Data extracted from a collection:
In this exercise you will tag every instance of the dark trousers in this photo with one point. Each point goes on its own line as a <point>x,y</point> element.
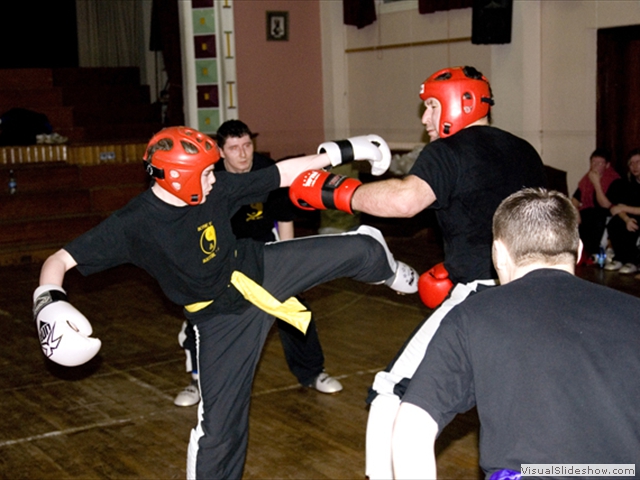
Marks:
<point>593,221</point>
<point>302,352</point>
<point>623,241</point>
<point>229,345</point>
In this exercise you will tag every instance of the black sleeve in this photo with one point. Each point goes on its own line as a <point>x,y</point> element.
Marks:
<point>443,384</point>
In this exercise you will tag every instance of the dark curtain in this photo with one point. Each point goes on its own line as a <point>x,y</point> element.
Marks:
<point>165,37</point>
<point>430,6</point>
<point>359,13</point>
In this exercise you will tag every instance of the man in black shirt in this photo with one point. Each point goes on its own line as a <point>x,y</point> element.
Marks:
<point>550,361</point>
<point>465,171</point>
<point>261,221</point>
<point>179,231</point>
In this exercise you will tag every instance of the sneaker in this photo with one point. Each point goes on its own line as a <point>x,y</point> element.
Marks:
<point>628,268</point>
<point>405,280</point>
<point>188,397</point>
<point>613,266</point>
<point>325,383</point>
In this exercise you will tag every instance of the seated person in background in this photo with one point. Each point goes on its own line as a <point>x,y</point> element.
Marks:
<point>591,200</point>
<point>552,386</point>
<point>258,220</point>
<point>623,227</point>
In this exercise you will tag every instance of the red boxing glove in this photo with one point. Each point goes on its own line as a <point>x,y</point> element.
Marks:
<point>319,190</point>
<point>434,285</point>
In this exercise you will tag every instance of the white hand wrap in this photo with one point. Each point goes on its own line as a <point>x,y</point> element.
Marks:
<point>367,147</point>
<point>63,331</point>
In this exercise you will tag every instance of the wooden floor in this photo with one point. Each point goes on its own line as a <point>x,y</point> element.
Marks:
<point>114,418</point>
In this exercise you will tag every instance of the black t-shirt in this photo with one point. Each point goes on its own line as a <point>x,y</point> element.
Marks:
<point>552,363</point>
<point>470,173</point>
<point>257,219</point>
<point>191,251</point>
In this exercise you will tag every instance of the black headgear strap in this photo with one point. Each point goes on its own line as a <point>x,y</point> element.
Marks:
<point>152,170</point>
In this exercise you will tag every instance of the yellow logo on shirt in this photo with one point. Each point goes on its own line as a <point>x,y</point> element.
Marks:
<point>258,212</point>
<point>208,241</point>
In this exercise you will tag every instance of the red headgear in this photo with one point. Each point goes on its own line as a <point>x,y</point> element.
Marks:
<point>178,163</point>
<point>463,99</point>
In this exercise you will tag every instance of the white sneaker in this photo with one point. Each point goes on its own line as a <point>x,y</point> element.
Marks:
<point>628,268</point>
<point>405,280</point>
<point>613,266</point>
<point>188,397</point>
<point>325,383</point>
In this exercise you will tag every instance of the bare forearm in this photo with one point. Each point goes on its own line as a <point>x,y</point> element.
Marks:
<point>632,210</point>
<point>394,197</point>
<point>54,268</point>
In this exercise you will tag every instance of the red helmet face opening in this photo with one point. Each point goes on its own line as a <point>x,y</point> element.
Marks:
<point>464,99</point>
<point>176,158</point>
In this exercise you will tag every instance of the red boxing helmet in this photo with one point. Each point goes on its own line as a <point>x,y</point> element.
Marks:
<point>464,95</point>
<point>176,158</point>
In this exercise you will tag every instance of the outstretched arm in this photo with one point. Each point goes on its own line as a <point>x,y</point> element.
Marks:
<point>55,267</point>
<point>412,443</point>
<point>293,167</point>
<point>394,197</point>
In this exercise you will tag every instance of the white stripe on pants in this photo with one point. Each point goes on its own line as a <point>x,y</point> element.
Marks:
<point>385,405</point>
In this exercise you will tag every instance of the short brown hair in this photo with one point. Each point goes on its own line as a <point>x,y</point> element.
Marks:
<point>538,225</point>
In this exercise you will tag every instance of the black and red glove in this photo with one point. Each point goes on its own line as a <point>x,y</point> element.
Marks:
<point>320,190</point>
<point>434,286</point>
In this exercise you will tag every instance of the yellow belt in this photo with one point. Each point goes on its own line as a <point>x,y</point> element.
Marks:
<point>291,310</point>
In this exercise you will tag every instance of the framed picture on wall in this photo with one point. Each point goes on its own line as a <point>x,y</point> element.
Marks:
<point>278,26</point>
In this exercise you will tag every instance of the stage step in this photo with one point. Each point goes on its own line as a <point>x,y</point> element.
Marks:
<point>55,202</point>
<point>84,104</point>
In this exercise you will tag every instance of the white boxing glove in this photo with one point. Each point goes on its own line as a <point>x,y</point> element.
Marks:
<point>63,331</point>
<point>367,147</point>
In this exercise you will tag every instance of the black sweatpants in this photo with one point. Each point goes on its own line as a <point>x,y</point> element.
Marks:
<point>229,346</point>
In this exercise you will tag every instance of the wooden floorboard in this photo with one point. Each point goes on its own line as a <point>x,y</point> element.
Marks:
<point>114,417</point>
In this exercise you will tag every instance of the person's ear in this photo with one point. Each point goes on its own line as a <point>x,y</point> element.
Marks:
<point>501,261</point>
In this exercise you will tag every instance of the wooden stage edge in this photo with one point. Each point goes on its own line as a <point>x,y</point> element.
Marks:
<point>85,154</point>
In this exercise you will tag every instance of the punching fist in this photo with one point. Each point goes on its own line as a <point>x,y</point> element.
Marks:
<point>319,190</point>
<point>367,147</point>
<point>434,285</point>
<point>63,331</point>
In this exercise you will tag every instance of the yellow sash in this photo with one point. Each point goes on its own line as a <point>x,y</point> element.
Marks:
<point>291,310</point>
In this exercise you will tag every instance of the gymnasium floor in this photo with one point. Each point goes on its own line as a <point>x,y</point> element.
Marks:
<point>114,417</point>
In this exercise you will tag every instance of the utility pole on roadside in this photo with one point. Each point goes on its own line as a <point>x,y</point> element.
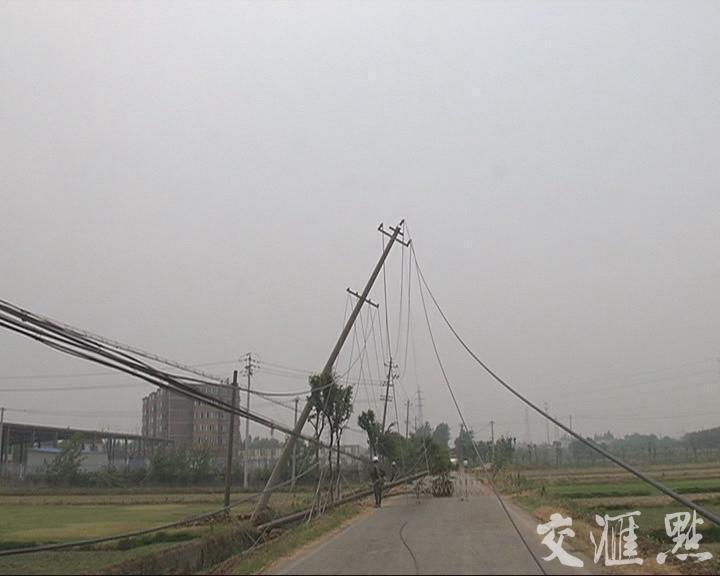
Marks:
<point>292,486</point>
<point>249,365</point>
<point>281,464</point>
<point>407,419</point>
<point>547,427</point>
<point>389,384</point>
<point>418,412</point>
<point>231,436</point>
<point>2,436</point>
<point>492,438</point>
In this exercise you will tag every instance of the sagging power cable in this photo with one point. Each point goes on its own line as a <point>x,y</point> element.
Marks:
<point>78,344</point>
<point>462,418</point>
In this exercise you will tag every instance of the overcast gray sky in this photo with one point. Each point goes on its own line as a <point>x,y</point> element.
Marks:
<point>206,179</point>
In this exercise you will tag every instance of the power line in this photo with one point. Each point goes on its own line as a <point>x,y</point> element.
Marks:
<point>462,418</point>
<point>638,473</point>
<point>104,352</point>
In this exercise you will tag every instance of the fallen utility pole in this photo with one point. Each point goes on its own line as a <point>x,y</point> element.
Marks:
<point>282,463</point>
<point>231,436</point>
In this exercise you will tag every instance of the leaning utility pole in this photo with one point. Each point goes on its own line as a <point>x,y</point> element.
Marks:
<point>292,486</point>
<point>407,419</point>
<point>281,464</point>
<point>228,461</point>
<point>249,372</point>
<point>387,393</point>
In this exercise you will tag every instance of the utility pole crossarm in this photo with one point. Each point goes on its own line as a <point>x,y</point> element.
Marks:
<point>282,463</point>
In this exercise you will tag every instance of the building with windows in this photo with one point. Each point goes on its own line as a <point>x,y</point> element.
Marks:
<point>187,422</point>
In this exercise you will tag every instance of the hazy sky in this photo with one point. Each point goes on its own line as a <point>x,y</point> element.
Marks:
<point>205,179</point>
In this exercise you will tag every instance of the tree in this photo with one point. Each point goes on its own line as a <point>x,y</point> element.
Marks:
<point>465,446</point>
<point>333,403</point>
<point>441,434</point>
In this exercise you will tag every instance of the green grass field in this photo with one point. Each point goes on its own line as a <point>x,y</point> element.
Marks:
<point>30,520</point>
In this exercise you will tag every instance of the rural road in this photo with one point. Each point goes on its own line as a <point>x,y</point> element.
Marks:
<point>456,535</point>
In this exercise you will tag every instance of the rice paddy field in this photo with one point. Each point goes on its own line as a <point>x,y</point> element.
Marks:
<point>28,520</point>
<point>583,493</point>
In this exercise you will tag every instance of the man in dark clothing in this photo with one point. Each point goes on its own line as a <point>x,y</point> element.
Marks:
<point>377,475</point>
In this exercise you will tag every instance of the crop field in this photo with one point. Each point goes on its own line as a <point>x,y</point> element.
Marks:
<point>32,520</point>
<point>584,493</point>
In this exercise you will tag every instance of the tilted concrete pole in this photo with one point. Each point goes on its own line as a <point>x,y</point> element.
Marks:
<point>302,419</point>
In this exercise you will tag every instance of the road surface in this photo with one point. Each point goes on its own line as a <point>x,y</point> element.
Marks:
<point>457,535</point>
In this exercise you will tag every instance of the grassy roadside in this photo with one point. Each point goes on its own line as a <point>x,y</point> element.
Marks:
<point>289,541</point>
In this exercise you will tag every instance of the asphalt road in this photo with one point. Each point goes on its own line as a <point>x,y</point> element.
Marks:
<point>468,533</point>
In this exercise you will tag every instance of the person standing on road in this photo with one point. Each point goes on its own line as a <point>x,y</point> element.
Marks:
<point>377,475</point>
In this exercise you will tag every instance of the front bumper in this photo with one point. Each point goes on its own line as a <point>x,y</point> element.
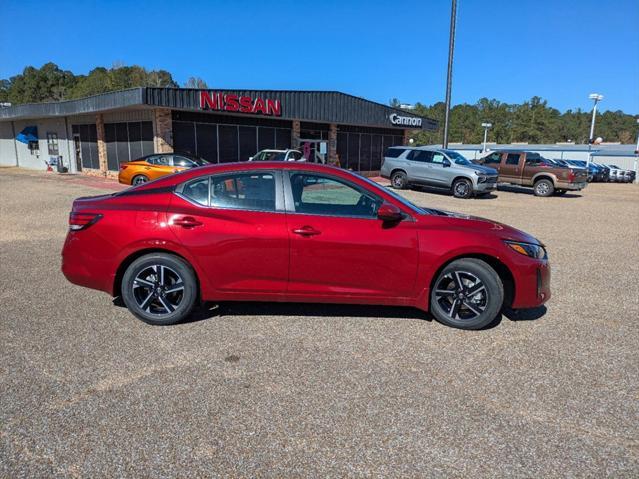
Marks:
<point>532,285</point>
<point>485,186</point>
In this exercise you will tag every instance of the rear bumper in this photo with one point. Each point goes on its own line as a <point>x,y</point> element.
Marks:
<point>564,185</point>
<point>485,187</point>
<point>83,268</point>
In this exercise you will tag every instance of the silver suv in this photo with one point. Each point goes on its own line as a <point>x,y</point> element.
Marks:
<point>439,168</point>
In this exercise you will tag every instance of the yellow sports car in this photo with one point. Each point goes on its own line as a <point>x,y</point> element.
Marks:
<point>154,166</point>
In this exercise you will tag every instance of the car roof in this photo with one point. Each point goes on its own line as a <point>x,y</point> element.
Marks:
<point>242,166</point>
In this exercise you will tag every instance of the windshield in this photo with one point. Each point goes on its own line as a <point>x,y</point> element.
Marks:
<point>457,158</point>
<point>401,199</point>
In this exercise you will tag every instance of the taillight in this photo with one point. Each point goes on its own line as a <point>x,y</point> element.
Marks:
<point>81,221</point>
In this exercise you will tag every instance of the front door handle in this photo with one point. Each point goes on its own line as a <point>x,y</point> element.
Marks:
<point>187,222</point>
<point>306,231</point>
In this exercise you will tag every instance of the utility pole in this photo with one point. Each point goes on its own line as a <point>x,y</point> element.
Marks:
<point>596,97</point>
<point>449,79</point>
<point>485,126</point>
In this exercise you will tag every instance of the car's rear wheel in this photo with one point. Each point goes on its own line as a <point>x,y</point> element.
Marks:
<point>544,187</point>
<point>159,288</point>
<point>462,188</point>
<point>399,180</point>
<point>467,294</point>
<point>139,179</point>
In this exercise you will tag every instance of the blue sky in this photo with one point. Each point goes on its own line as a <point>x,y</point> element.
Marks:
<point>560,50</point>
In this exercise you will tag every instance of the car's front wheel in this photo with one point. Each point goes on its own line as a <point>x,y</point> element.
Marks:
<point>544,187</point>
<point>467,294</point>
<point>399,180</point>
<point>159,288</point>
<point>462,188</point>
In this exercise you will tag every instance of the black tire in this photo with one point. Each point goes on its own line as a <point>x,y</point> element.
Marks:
<point>544,188</point>
<point>473,305</point>
<point>399,180</point>
<point>151,288</point>
<point>139,180</point>
<point>462,188</point>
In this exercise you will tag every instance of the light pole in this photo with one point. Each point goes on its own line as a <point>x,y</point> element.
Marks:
<point>449,78</point>
<point>637,158</point>
<point>596,97</point>
<point>486,126</point>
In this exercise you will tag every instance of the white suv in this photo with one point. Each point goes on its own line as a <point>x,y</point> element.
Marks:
<point>278,155</point>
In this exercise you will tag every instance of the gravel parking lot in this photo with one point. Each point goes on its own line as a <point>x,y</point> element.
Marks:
<point>312,390</point>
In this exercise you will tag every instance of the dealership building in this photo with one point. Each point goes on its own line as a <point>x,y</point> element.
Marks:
<point>94,135</point>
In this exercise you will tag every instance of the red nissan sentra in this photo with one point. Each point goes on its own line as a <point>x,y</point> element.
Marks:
<point>296,232</point>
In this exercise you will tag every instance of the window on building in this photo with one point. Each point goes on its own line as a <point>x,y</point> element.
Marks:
<point>206,147</point>
<point>420,156</point>
<point>52,144</point>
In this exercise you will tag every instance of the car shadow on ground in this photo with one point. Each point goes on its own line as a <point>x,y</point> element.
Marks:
<point>529,191</point>
<point>443,192</point>
<point>213,310</point>
<point>210,310</point>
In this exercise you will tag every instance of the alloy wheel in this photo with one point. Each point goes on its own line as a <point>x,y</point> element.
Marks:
<point>461,295</point>
<point>462,188</point>
<point>158,290</point>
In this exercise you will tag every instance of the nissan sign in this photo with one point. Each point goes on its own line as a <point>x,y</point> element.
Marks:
<point>240,104</point>
<point>405,120</point>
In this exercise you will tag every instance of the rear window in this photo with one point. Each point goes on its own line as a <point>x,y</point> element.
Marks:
<point>394,152</point>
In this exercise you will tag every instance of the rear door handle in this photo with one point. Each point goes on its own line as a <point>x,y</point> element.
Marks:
<point>306,231</point>
<point>187,222</point>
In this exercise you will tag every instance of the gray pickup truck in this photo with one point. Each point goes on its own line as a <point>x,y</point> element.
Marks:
<point>435,167</point>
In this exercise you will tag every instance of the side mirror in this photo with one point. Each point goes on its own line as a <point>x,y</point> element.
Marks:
<point>389,212</point>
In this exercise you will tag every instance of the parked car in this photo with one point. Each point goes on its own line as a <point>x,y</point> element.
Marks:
<point>526,168</point>
<point>603,172</point>
<point>592,170</point>
<point>620,175</point>
<point>152,167</point>
<point>438,168</point>
<point>302,232</point>
<point>278,155</point>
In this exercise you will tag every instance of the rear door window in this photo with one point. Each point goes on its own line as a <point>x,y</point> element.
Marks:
<point>493,159</point>
<point>421,156</point>
<point>246,191</point>
<point>394,152</point>
<point>512,159</point>
<point>321,195</point>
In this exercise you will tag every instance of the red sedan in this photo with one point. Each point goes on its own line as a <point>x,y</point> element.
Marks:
<point>296,232</point>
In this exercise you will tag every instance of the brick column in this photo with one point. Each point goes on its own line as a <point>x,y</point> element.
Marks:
<point>99,126</point>
<point>295,134</point>
<point>332,145</point>
<point>162,131</point>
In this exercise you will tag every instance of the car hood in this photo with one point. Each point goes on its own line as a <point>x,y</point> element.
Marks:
<point>478,224</point>
<point>486,170</point>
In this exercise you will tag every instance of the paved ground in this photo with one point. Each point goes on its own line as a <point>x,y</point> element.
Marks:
<point>267,390</point>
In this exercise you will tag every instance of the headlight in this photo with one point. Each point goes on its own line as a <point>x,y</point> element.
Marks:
<point>528,249</point>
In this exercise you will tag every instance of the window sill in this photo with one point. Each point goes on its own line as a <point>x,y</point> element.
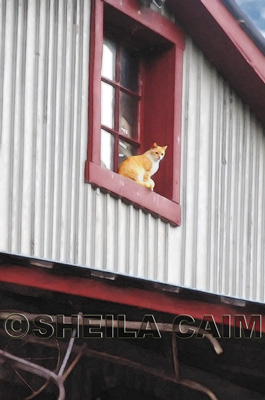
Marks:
<point>133,193</point>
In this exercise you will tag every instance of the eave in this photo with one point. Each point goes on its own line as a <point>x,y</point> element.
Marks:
<point>223,41</point>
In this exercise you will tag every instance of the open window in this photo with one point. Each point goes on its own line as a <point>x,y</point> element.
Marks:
<point>135,97</point>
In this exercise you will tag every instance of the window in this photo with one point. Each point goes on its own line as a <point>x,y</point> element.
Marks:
<point>135,96</point>
<point>120,103</point>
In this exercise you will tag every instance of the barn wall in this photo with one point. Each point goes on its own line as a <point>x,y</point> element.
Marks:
<point>48,211</point>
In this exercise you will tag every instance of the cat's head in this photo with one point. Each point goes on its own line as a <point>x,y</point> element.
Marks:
<point>157,152</point>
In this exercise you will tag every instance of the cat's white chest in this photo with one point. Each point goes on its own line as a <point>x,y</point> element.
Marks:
<point>155,165</point>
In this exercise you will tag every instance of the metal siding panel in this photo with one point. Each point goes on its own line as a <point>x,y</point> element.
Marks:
<point>227,207</point>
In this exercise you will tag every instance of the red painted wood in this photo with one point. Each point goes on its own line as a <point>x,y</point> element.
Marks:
<point>134,193</point>
<point>110,292</point>
<point>227,46</point>
<point>150,19</point>
<point>95,81</point>
<point>161,111</point>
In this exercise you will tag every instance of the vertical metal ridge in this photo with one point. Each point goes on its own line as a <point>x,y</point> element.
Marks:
<point>61,134</point>
<point>35,126</point>
<point>2,65</point>
<point>156,250</point>
<point>12,129</point>
<point>223,187</point>
<point>217,188</point>
<point>256,231</point>
<point>80,27</point>
<point>248,276</point>
<point>69,201</point>
<point>242,204</point>
<point>127,240</point>
<point>105,234</point>
<point>237,144</point>
<point>166,265</point>
<point>196,169</point>
<point>229,191</point>
<point>43,158</point>
<point>262,236</point>
<point>210,185</point>
<point>53,128</point>
<point>22,123</point>
<point>146,247</point>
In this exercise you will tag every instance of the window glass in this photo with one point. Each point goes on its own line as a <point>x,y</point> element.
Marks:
<point>129,70</point>
<point>126,150</point>
<point>107,150</point>
<point>128,118</point>
<point>108,59</point>
<point>107,104</point>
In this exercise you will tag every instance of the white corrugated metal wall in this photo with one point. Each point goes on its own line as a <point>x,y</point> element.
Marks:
<point>47,210</point>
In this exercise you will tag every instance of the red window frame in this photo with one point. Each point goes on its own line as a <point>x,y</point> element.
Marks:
<point>161,117</point>
<point>135,139</point>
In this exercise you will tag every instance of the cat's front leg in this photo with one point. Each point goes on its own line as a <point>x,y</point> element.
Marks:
<point>150,184</point>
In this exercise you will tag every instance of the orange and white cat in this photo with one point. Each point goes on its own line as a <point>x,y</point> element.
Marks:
<point>141,168</point>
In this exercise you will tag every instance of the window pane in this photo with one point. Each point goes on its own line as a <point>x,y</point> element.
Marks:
<point>126,150</point>
<point>128,115</point>
<point>108,59</point>
<point>129,70</point>
<point>107,150</point>
<point>107,105</point>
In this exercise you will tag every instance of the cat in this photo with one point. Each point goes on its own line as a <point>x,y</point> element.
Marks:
<point>141,168</point>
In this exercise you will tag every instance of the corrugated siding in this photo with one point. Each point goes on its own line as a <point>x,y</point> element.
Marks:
<point>223,161</point>
<point>48,211</point>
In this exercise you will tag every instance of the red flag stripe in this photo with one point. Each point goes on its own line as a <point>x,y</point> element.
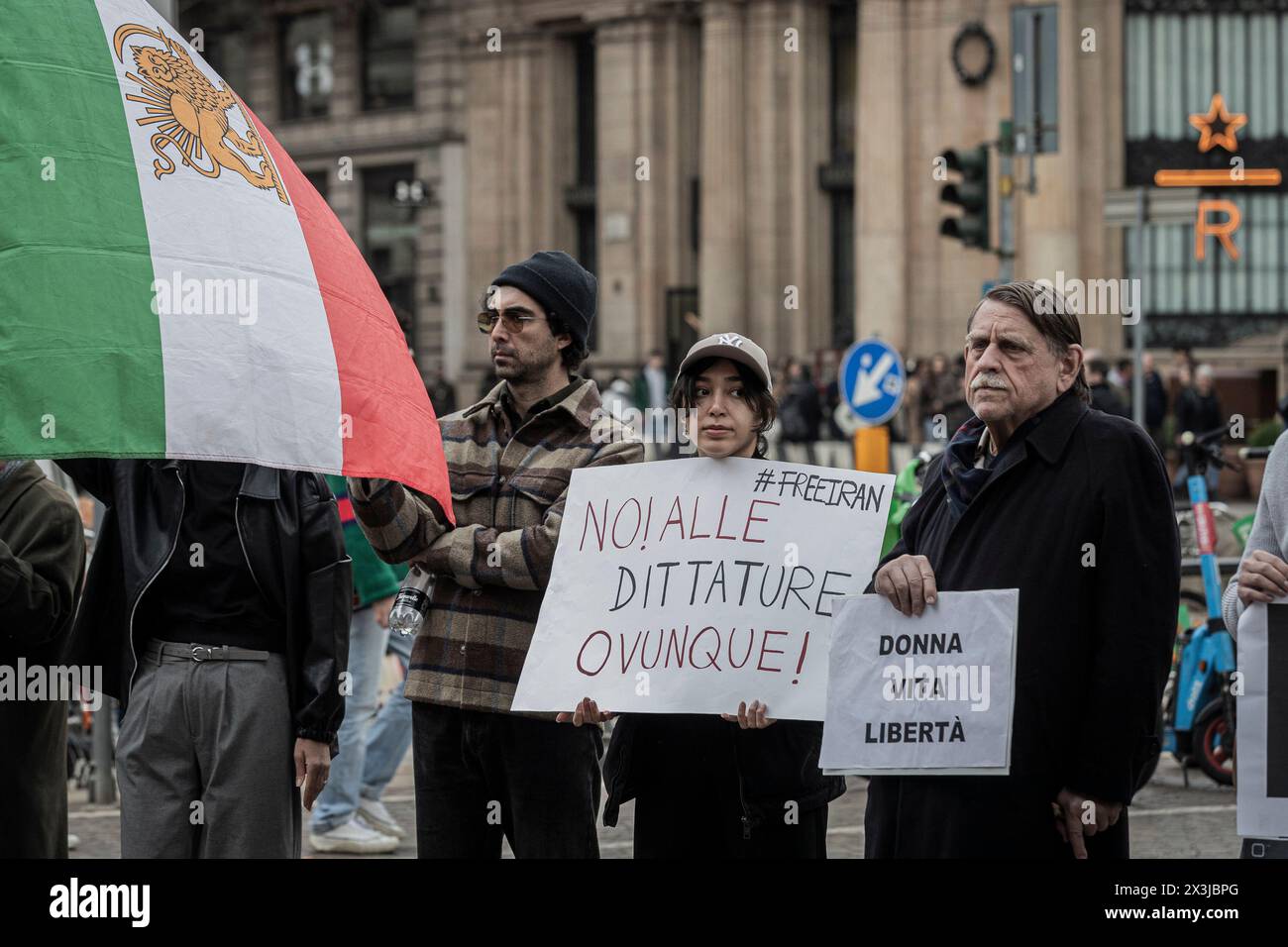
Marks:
<point>393,431</point>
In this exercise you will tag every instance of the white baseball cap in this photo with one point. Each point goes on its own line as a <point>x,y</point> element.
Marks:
<point>735,348</point>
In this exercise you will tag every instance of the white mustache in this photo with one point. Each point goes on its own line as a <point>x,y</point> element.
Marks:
<point>988,379</point>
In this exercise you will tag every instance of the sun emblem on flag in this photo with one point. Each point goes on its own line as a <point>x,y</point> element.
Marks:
<point>192,115</point>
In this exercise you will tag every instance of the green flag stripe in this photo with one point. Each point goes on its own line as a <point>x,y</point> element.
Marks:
<point>80,346</point>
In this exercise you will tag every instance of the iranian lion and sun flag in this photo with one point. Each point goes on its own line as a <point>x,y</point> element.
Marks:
<point>128,167</point>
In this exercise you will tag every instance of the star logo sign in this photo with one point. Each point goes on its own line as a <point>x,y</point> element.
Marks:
<point>1216,115</point>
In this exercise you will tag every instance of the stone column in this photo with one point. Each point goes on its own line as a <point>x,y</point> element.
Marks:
<point>722,256</point>
<point>880,175</point>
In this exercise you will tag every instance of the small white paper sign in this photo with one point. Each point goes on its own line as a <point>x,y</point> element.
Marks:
<point>686,586</point>
<point>1262,722</point>
<point>928,694</point>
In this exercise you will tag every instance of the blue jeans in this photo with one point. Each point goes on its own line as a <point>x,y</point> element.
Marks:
<point>339,797</point>
<point>390,733</point>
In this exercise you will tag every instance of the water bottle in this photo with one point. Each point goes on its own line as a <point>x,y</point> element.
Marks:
<point>412,602</point>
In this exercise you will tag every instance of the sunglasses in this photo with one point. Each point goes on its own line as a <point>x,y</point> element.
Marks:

Work item. Within the data above, find the lines that contain the word "wall" and copy each of them.

Written response.
In this exercise you will tag every instance of the framed picture on wall in this photo with one point. Each point goes on its own line as a <point>x,y</point> element.
In this exercise you will tag every instance of the barn wall in this photo with one point. Each point goes on its own line as a <point>x,y</point> element.
In this exercise you will tag every instance of the white corrugated metal wall in this photo with one point. Each point goes on its own line as a <point>x,y</point> element.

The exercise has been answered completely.